▶ [TEXT SEGMENT]:
.....

A Generative Neighborhood-Based Deep Autoencoder for Robust Imbalanced Classification

IEEE Trans Artif Intell. 2024 Jan;5(1):80-91. doi: 10.1109/TAI.2023.3249685. Epub 2023 Feb 27.

Abstract

Deep learning models perform remarkably well on many classification tasks recently. The superior performance of deep neural networks relies on the large number of training data, which at the same time must have an equal class distribution in order to be efficient. However, in most real-world applications, the labeled data may be limited with high imbalance ratios among the classes, and thus, the learning process of most classification algorithms is adversely affected resulting in unstable predictions and low performance. Three main categories of approaches address the problem of imbalanced learning, i.e., data-level, algorithmic level, and hybrid methods, which combine the two aforementioned approaches. Data generative methods are typically based on generative adversarial networks, which require significant amounts of data, while model-level methods entail extensive domain expert knowledge to craft the learning objectives, thereby being less accessible for users without such knowledge. Moreover, the vast majority of these approaches are designed and applied to imaging applications, less to time series, and extremely rare to both of them. To address the above issues, we introduce GENDA, a generative neighborhood-based deep autoencoder, which is simple yet effective in its design and can be successfully applied to both image and time-series data. GENDA is based on learning latent representations that rely on the neighboring embedding space of the samples. Extensive experiments, conducted on a variety of widely-used real datasets demonstrate the efficacy of the proposed method.

.....

▶ [DATA EXTRACTS]:
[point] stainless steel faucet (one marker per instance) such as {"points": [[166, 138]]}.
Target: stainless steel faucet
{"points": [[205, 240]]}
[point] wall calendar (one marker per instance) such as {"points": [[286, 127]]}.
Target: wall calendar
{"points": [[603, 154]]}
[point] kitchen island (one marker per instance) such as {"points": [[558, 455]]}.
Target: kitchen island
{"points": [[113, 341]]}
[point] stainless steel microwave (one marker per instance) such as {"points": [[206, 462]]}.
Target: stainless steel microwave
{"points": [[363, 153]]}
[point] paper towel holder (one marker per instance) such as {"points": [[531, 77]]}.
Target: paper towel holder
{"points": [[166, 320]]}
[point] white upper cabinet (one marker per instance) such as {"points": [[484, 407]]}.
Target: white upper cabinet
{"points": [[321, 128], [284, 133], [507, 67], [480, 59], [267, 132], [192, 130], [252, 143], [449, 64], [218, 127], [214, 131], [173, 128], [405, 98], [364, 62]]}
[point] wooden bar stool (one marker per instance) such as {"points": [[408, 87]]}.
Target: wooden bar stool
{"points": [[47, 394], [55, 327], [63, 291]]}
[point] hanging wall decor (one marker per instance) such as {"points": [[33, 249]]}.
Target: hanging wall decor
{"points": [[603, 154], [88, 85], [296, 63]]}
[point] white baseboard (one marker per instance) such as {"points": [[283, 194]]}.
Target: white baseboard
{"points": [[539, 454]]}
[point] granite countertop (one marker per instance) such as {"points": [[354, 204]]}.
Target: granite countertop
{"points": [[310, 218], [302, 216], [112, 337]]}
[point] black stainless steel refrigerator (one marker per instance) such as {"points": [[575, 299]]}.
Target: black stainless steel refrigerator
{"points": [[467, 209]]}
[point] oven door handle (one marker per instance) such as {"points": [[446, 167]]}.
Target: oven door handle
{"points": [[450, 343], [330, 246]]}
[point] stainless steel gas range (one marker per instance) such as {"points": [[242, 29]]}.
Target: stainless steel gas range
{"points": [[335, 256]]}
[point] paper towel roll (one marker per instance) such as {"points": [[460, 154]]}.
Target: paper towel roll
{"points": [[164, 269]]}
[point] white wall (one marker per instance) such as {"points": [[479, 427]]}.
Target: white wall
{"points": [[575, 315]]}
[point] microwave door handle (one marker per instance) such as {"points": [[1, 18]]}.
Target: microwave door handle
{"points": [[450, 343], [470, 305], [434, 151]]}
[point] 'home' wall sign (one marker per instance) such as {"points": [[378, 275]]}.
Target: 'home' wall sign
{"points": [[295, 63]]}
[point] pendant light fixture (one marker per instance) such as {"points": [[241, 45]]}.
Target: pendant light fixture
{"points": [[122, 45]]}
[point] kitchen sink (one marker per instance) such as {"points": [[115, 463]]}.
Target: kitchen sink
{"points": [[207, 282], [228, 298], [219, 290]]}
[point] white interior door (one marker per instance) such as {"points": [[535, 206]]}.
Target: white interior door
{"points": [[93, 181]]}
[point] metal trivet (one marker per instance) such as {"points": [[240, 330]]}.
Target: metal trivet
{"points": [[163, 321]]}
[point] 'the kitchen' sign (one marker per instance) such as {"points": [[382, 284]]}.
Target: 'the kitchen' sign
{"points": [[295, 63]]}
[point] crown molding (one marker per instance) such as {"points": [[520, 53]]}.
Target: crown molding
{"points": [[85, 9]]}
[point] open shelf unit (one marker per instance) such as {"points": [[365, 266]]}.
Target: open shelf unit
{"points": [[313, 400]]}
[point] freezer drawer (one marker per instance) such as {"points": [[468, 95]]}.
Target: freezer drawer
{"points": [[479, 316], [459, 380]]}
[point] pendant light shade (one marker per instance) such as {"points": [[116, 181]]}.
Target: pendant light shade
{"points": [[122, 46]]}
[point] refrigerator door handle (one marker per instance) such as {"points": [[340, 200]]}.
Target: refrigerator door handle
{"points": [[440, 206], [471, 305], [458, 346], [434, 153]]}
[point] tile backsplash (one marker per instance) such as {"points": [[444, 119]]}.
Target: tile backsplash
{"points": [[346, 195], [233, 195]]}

.....

▶ [TASK INSTRUCTIONS]:
1. Condense the paragraph of the GENDA abstract above that begins "Deep learning models perform remarkably well" into a short bulleted list that keeps its main facts.
2. In the GENDA abstract above, to which two types of data can the proposed method be applied?
3. Proceed with the abstract on GENDA, picking up after its last sentence.

▶ [RESPONSES TO THE TASKS]:
1.
- Deep neural networks perform well on classification but need large amounts of training data with an equal class distribution.
- In most real-world applications, labeled data is limited and highly imbalanced, which leads to unstable predictions and low performance.
- Imbalanced learning is addressed by data-level, algorithmic-level, and hybrid methods.
- Data generative methods usually rely on generative adversarial networks, which need significant amounts of data. Model-level methods require extensive domain expert knowledge.
- Most approaches target imaging, fewer target time series, and very few target both.
- GENDA, a generative neighborhood-based deep autoencoder, is simple yet effective and works on both image and time-series data.
- It learns latent representations based on the neighboring embedding space of the samples.
- Extensive experiments on widely used real datasets demonstrate its efficacy.

2. Image data and time-series data.

3.
Impact statement—: Imbalanced data classification is an actual and important issue in many real-world learning applications hampering most classification tasks. Fraud detection, biomedical imaging categorizing healthy people versus patients, and object detection are some indicative domains with an economic, social and technological impact, which are greatly affected by inherent imbalanced data distribution. However, the majority of the existing algorithms that address the imbalanced classification problem are designed with a particular application in mind, and thus they can be used with specific datasets and even hyperparameters. The generative model introduced in this paper overcomes this limitation and produces improved results for a large class of imaging and time series data even under severe imbalance ratios, making it quite competitive.

Keywords: Data augmentation; image data; imbalanced classification; latent space; time-series data.